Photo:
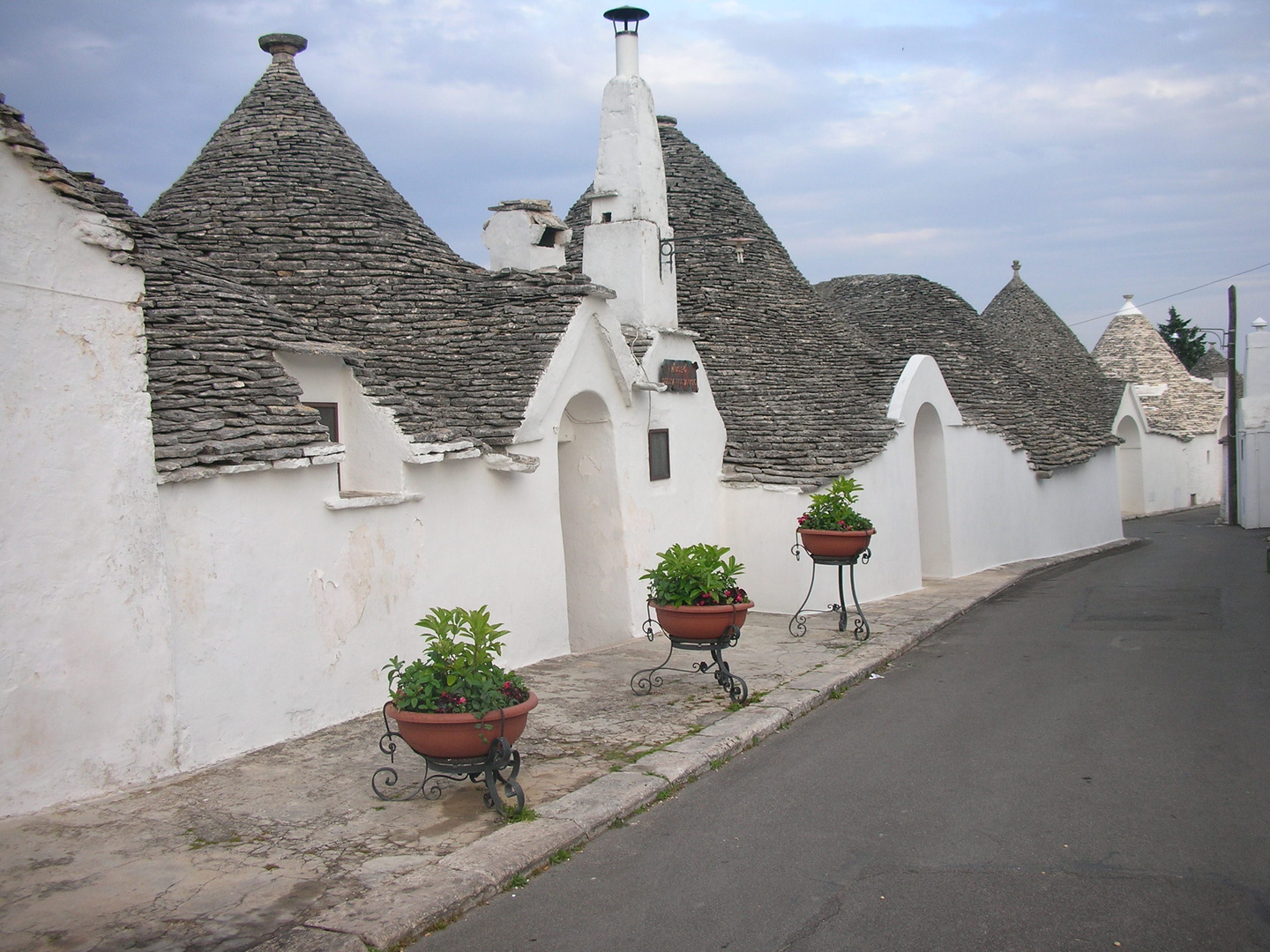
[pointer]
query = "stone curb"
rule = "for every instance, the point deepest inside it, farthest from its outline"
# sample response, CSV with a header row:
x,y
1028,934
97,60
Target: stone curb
x,y
415,903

────────────────

### YOUR GOAL
Reproduce the text of each entry above line for line, omitting the pictures.

### COMPLETED TASK
Photo:
[pointer]
query = "stone curb"
rule = "for every instance, the point deepest inside it, farthest from its outline"
# sample response, CSV with a header row:
x,y
1028,934
97,60
Target: stone curb
x,y
415,903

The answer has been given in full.